*SET TASK*:
Rewrite the items below with every "visual detection assistant" changed to "object localization assistant" and everything else left the same. Omit the pictures from your version.

*DATA TO USE*:
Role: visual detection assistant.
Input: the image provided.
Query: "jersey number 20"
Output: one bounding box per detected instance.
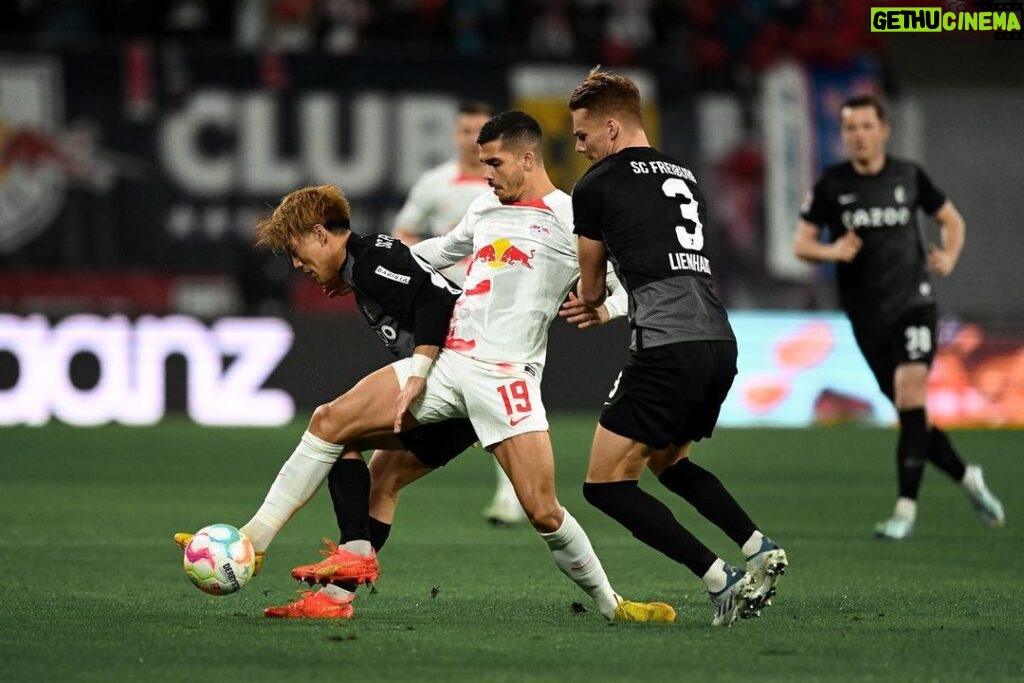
[662,178,703,251]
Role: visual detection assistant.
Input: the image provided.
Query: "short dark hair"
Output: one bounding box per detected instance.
[840,95,887,123]
[458,99,495,117]
[476,112,544,152]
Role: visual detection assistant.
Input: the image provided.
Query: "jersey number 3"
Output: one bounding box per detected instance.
[662,178,703,251]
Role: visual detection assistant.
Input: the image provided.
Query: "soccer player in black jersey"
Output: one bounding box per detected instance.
[794,95,1006,540]
[567,70,787,626]
[179,185,477,618]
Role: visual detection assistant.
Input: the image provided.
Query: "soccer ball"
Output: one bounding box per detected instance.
[185,524,256,595]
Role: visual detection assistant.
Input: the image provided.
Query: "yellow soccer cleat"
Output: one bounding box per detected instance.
[611,600,676,624]
[174,531,266,577]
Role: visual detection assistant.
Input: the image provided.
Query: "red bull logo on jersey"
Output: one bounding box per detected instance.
[529,223,551,238]
[473,238,537,270]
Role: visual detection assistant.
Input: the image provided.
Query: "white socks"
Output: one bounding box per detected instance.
[700,557,729,593]
[893,498,918,522]
[241,431,343,552]
[739,529,765,557]
[541,508,620,620]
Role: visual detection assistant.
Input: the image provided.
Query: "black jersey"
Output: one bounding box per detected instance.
[572,147,735,350]
[338,232,461,358]
[800,157,946,325]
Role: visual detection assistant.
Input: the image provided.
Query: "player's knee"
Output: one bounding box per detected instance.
[522,501,563,533]
[309,403,334,440]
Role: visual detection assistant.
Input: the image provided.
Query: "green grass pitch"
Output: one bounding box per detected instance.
[0,416,1024,683]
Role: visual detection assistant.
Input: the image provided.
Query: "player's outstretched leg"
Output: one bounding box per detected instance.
[658,458,790,618]
[541,508,676,623]
[961,465,1007,528]
[483,461,526,526]
[739,531,790,618]
[292,539,381,586]
[583,480,755,627]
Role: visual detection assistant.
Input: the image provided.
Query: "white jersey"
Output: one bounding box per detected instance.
[413,189,610,370]
[395,160,490,240]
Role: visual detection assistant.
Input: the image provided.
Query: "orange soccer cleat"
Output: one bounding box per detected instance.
[292,539,381,586]
[263,591,355,618]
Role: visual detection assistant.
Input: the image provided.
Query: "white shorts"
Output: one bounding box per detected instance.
[391,350,548,449]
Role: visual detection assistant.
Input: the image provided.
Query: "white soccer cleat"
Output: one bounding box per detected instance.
[874,517,913,541]
[708,566,754,627]
[964,465,1007,527]
[739,537,790,618]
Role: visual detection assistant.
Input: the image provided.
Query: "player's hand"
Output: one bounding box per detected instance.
[558,292,610,330]
[928,245,956,278]
[394,377,427,434]
[833,230,864,263]
[324,278,352,299]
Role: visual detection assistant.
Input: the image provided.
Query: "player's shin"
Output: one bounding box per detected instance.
[241,431,343,552]
[541,508,618,620]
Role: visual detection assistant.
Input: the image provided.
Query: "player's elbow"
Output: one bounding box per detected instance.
[580,287,605,308]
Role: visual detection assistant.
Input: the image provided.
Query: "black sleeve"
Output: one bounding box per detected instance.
[353,236,460,346]
[572,175,604,242]
[800,176,828,227]
[918,166,946,216]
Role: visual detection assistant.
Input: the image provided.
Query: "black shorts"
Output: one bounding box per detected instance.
[600,341,736,450]
[852,306,939,400]
[398,418,477,468]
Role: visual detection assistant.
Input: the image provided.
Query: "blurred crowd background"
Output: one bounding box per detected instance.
[0,0,1024,422]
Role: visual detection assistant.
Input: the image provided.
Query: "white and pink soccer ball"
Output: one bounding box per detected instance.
[185,524,256,595]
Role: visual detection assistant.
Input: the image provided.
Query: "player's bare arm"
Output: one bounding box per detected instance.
[558,292,611,330]
[793,220,864,263]
[928,200,967,278]
[394,345,441,433]
[577,236,608,308]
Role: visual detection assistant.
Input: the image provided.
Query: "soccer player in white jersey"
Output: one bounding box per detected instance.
[392,101,493,249]
[199,112,675,622]
[392,100,526,525]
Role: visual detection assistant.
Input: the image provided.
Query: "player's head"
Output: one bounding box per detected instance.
[569,67,643,164]
[840,95,889,164]
[256,185,351,285]
[454,99,494,165]
[476,112,546,204]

*RESPONSE TO THIS TASK*:
Role: object localization assistant.
Input: the image provided.
Query: "jersey number 20"
Output: one bounding box per detected instance.
[662,178,703,251]
Role: object localization assistant.
Input: the image provided.
Query: "short dark hair"
Output: one bounding box per detected instance.
[840,95,887,123]
[458,99,495,117]
[476,112,544,152]
Role: object localization assistant.
Input: the image provided.
Query: "jersey number 3"
Output: one bounding box per detected instance.
[662,178,703,251]
Role: object localization assistant.
Input: the image provided.
Query: "soccer player in black jersey"
Output: one bounding box per detected instance.
[794,95,1006,540]
[567,70,787,626]
[179,185,477,618]
Role: object localization assistant.
Input: the image provided.
Query: "soccer ball"
Output: one bounding box per detected instance.
[185,524,256,595]
Role: object localization assistant.
Input: the image provided.
Query: "yellow soccer cleat"
Output: one bounding box per detected instance.
[611,600,676,624]
[174,531,266,577]
Role: object localization assistant.
Input: the image provided.
Query: "red bull logo on jersey"
Output: one bounding box per detected instance.
[529,223,551,238]
[473,238,537,270]
Role: object localization assistant.
Input: the image provided.
Query: "white socks"
Output: one bounding box per detected instance.
[700,557,729,593]
[893,498,918,522]
[241,431,343,552]
[739,529,765,557]
[541,508,620,620]
Role: object localization assistant.
Input: the image provided.
Query: "black jersey"
Output: one bounding box per detected instance.
[572,147,735,350]
[338,232,461,358]
[800,157,946,325]
Role: object localization assistant.
Input: the image provided.
Query: "player's knee"
Output: one bounding box per detected instance.
[522,501,563,533]
[309,403,334,440]
Role: object localization assistant.
Input: the image provided.
Query: "green grass pitch"
Output: one bounding box per detected instance.
[0,416,1024,683]
Role: object localization assistant.
Input: the image provided.
Query: "player's outstretched leg"
Output: one bounding box per detected instance.
[658,458,790,618]
[541,508,676,623]
[961,465,1007,528]
[483,461,526,526]
[739,531,790,618]
[292,539,381,586]
[583,480,755,627]
Role: object localization assistant.
Input: the image provided.
Query: "white jersey"
Output: one bounding box per detected instance.
[413,189,610,370]
[395,160,490,240]
Role: object localization assistant.
Input: the image provided.
Query: "orange soccer cleat"
Output: one bounding box per detected instance.
[292,539,381,586]
[263,591,355,618]
Role: object localization assistant.
Input: the image provided.
Query: "white shorts"
Output: one bounding box per detected instance.
[391,350,548,449]
Role: object localization assistant.
Input: the image provided.
Query: "white soccer cleat"
Output: one bounding box per detected instance.
[874,517,913,541]
[708,566,754,627]
[964,465,1007,527]
[739,537,790,618]
Role: object localization assistant.
Input: the image provided.
Query: "player's hand"
Output: one bounding box per detected instance.
[558,292,610,330]
[928,245,956,278]
[394,377,427,434]
[833,230,864,263]
[324,278,352,299]
Role: object localization assistant.
Input: the image provided.
Query: "player's shin"
Output: one bounding box per detected instance.
[241,431,343,552]
[541,508,618,620]
Role: object localization assistant.
Input: the image provided.
Query: "player's elbow"
Output: one bounding box per detected instance.
[580,287,605,308]
Role: object localization assistant.
Input: the image provided.
Query: "black sleeve"
Output: one bounding box per detected instance.
[353,236,460,346]
[572,175,604,242]
[800,176,828,227]
[918,166,946,216]
Role: object localization assistant.
Input: the image provided.
Query: "black shorts"
Output: one bounding box per detected instance.
[600,341,736,450]
[852,306,939,400]
[398,418,477,468]
Role: object localization assistant.
Input: the image provided.
Query: "blurred crowd background"
Output: one bounding box per detected instance.
[0,0,1024,422]
Role: object localization assistant.
Input: the image provided.
Query: "white and pink soccer ball"
Output: one bounding box per detected instance.
[185,524,256,595]
Role: object localization assistant.
Input: the image provided.
Query: "player's bare arm"
Output: one bounding box per detected instance.
[558,292,611,330]
[793,220,864,263]
[928,200,967,278]
[394,345,441,433]
[577,236,608,308]
Role: object localization assistant.
Input: the image provided.
Query: "soccer player in white jersey"
Output: one bounding box per detected instance.
[392,101,493,249]
[199,112,675,622]
[392,100,526,525]
Role: object localization assistant.
Input: the image provided.
Query: "player's head"
Output: one bounding box per detected instance.
[569,67,643,164]
[840,95,889,164]
[256,185,351,285]
[454,99,494,165]
[476,112,546,204]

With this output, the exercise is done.